_Description of the task_.
All of the records below should be output exactly.
-=-=-
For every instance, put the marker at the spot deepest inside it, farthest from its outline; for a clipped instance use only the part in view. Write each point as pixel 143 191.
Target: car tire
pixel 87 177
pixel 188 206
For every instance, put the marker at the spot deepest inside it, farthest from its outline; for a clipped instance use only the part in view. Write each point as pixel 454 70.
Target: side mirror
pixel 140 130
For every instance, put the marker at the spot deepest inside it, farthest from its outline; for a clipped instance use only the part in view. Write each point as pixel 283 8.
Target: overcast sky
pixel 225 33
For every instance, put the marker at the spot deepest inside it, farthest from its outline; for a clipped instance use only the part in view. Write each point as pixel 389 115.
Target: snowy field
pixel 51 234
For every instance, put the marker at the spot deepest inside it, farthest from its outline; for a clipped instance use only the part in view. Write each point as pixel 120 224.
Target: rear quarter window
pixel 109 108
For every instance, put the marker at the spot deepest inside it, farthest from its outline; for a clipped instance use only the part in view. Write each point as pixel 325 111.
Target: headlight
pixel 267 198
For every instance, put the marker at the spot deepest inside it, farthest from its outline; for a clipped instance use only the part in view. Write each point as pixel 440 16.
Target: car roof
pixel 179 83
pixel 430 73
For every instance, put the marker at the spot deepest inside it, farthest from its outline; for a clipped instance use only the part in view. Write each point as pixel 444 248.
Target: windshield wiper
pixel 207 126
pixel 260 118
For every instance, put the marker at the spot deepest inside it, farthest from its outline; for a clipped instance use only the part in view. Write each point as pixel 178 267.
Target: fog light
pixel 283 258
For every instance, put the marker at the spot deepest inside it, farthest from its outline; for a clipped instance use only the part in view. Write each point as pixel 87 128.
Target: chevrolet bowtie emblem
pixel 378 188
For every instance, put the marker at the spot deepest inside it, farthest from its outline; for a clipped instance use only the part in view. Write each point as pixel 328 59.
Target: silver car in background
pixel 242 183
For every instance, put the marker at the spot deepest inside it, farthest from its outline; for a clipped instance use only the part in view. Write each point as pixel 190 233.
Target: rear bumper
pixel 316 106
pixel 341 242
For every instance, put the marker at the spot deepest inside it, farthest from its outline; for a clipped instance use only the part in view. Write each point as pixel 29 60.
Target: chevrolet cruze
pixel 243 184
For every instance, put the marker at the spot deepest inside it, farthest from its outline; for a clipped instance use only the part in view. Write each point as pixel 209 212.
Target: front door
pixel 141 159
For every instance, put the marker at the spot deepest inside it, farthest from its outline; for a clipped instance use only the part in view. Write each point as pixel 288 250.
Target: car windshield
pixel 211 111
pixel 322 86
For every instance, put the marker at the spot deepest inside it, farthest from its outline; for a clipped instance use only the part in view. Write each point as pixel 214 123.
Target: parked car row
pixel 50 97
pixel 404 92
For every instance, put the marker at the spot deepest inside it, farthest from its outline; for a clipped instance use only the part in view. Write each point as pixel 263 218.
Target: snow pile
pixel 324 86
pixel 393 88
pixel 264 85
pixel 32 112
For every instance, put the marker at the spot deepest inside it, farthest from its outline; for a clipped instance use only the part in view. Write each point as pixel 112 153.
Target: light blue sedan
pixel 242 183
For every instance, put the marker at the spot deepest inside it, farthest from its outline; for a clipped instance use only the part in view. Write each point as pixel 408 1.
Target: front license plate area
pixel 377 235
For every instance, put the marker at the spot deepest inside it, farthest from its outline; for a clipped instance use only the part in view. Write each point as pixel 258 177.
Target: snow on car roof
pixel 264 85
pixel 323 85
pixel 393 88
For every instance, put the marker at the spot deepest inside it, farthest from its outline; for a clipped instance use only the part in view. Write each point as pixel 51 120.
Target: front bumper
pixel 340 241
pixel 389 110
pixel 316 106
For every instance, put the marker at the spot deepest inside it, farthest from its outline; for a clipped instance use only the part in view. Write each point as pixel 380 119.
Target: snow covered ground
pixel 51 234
-=-=-
_Output for this task_.
For every instance, put the marker at the spot deepest inside it, farthest from its outline; for a clipped instance use only the part in view. Write each point as pixel 143 191.
Target: car tire
pixel 87 177
pixel 188 206
For every instance, put the marker at the spot deepest inside it, farthest from its outline; for a clipped instance use only the part in view. Write each point as pixel 454 70.
Target: side mirror
pixel 140 130
For every instance, put the marker at the spot deepest inside it, farthest from its outline; for a clipped instance use only the part in view. Write each point as pixel 283 8.
Target: overcast sky
pixel 225 33
For every instance, put the marker at the spot deepest inside it, farthest from its outline; for a clipped instance use only the part in view. Write each point as pixel 389 115.
Target: snowy field
pixel 51 234
For every instance, put the marker at the spot deepest inside it, farthest from its outline; for a clipped instance use only the part in view. Write each point as pixel 120 224.
Target: rear quarter window
pixel 109 108
For every instance, put the marker at the spot deepest inside it, farthest from its outline; for a clipped instance use only the part in view. Write each point as pixel 325 111.
Target: headlight
pixel 267 198
For every instance, put the marker at the spot deepest inside it, farthest from its outline; for a clipped instance use only the part in view. Write each point as pixel 440 16.
Target: car roof
pixel 179 83
pixel 430 73
For every instance, put the marker at the spot deepest inside it, farthest from its outline; for a clipped instance use only the part in view. Write each point as pixel 444 248.
Target: windshield wiper
pixel 207 126
pixel 260 118
For every instance, put the marker at the spot deepest inside it, farthest from its outline; for a clipped instance use only the part in view. Write each point as pixel 178 267.
Target: fog light
pixel 283 258
For every instance, put the marker at the spot deepest inside it, farthest from its outline; for a clipped instance use only the part in view. Write each point as pixel 87 128.
Target: chevrolet bowtie emblem
pixel 378 188
For every instance, put the marker at the spot deepest inside it, farthest from its outline; for a clipped instance use only the part in view. Write each point as pixel 328 59.
Target: silver car in background
pixel 242 183
For every instance, put the marker at the spot deepest inside it, farthest from its outline; for a clipped instance use only the part in view. Write each point as pixel 190 233.
Target: rear bumper
pixel 316 106
pixel 341 242
For every instance, put the marker at the spot deepest inside it, farthest from its outline; for a clipped instance use only the part in view. Write each point as pixel 29 60.
Target: chevrolet cruze
pixel 243 184
For every instance, put the marker at the spot deepest inside it, farthest from its outline; for a clipped instance use only the part in view. Write each point as pixel 209 212.
Target: front door
pixel 141 159
For every instance, put the marker at the spot deepest inside it, farthest from its outline; for a clipped instance use only the part in view. Write each point as pixel 288 250.
Target: car windshield
pixel 211 111
pixel 322 86
For every instance, put the marker at the spot deepest inside it, farthest from its outline; for a clipped instance use only the part in view. Write each point as pixel 214 123.
Target: parked car row
pixel 50 97
pixel 404 92
For every instance, put the marker at the spot deepest inside it, farthest from its outline; for a clipped instance use only the part in view. Write each point as pixel 263 218.
Target: snow pile
pixel 324 86
pixel 393 88
pixel 264 85
pixel 32 112
For every instance, put the marker at the spot deepest inside it, farthest from its outline; for a clipped instance use only the part in view. Write each point as pixel 112 153.
Target: light blue sedan
pixel 242 183
For every instance, put the marker at the spot deepest inside it, farthest from its outline; for a clipped instance use only the part in view. Write each point as pixel 408 1.
Target: front license plate area
pixel 377 235
For every instance, put the marker at the spot deepest inside it, farthest from its outline; for a clipped instance use only the part in view. Write each point as pixel 258 177.
Target: snow on car roof
pixel 264 85
pixel 323 85
pixel 393 88
For every instance, put the marker at the spot deepest inside it, farthest from its outline; for a clipped instance use only the part in view. Write each point as pixel 51 120.
Target: front bumper
pixel 340 241
pixel 389 110
pixel 316 106
For every instance, put the marker at the spot deepest inside it, farthest from its outline; for a clipped instance use only the part in view. Write each point as pixel 380 119.
Target: snow covered ground
pixel 51 234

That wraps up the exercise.